Dataset records
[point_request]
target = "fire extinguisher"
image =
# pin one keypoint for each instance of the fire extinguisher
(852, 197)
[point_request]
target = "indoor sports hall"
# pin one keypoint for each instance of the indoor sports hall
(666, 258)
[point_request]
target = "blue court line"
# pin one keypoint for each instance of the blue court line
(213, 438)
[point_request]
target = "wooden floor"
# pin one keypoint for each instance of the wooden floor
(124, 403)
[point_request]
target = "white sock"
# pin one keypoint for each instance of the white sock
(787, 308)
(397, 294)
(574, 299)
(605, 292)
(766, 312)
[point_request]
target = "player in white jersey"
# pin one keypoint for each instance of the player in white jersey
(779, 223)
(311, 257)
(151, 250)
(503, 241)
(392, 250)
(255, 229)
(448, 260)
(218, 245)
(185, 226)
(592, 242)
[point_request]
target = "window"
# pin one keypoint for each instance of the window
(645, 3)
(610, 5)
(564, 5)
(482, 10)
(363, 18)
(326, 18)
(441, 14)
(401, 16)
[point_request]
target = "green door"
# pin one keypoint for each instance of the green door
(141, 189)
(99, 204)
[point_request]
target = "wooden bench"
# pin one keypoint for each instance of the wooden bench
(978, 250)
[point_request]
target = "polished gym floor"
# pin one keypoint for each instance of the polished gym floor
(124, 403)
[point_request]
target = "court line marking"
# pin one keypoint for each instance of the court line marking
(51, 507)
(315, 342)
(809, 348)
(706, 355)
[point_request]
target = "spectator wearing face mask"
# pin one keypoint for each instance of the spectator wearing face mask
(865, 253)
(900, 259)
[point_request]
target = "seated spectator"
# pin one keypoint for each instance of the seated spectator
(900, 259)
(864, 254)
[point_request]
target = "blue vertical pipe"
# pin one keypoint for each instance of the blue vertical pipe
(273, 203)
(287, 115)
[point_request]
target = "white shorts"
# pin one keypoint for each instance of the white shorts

*What is required*. Could you rewrite every line of the items above, requests included, with each point coordinate in the answers multiplied by 1.45 and rounded to the nearest whole number, halves rounding up?

*Task answer*.
[point_request]
target = "fire extinguisher"
image =
# pin one keypoint for each instance of the fire extinguisher
(1235, 286)
[point_request]
target = "indoor sports hall"
# pin one keypoint for each instance of the indoor sports hall
(966, 374)
[point_request]
target = "blue court line"
# pin one keypoint for each instance of the blue court line
(309, 635)
[point_request]
target = "wooden floor"
# pin one keypoint for each instance of the wooden floor
(180, 584)
[point_request]
target = "white sock"
# pin one keypoint for each instance of the white sock
(1141, 447)
(576, 426)
(832, 434)
(877, 423)
(1111, 452)
[point_request]
target = "player in white jersey"
# pin one keypoint for each instance of the player in white jersey
(1130, 323)
(451, 373)
(219, 363)
(729, 349)
(568, 363)
(370, 332)
(650, 377)
(316, 355)
(268, 328)
(858, 351)
[point_request]
target = "window"
# pin one keypoint for each instance of the window
(935, 4)
(885, 7)
(818, 7)
(699, 15)
(526, 26)
(473, 26)
(639, 20)
(581, 23)
[point_request]
target = "green door"
# pin one keypoint for each instance of the green door
(204, 274)
(144, 296)
[point_request]
target = "wooden bench"
# pin one keypoint for each instance of the wooden bench
(1418, 363)
[point_request]
target = "polished gym floor"
# pin one keypoint for each instance of the polished gym floor
(180, 584)
[point_request]
target = "court line marking"
# pin one keypoint for each instance of the court line marking
(74, 735)
(457, 496)
(1173, 505)
(1024, 515)
[point_request]
target = "spectator wearing face mask"
# pin one keypoint for each instance of the spectator wearing face mask
(1254, 367)
(1305, 376)
[point_request]
target = "seated spectator"
# pin one keypoint for each instance of the seated spectator
(1305, 376)
(1253, 368)
[point_request]
target = "blue vertical pipe"
# pin one keypoint for each instance of the blue vertical pipe
(396, 294)
(416, 167)
[point_request]
target = "white shorts"
# pin one keypoint for each instance of the white shorts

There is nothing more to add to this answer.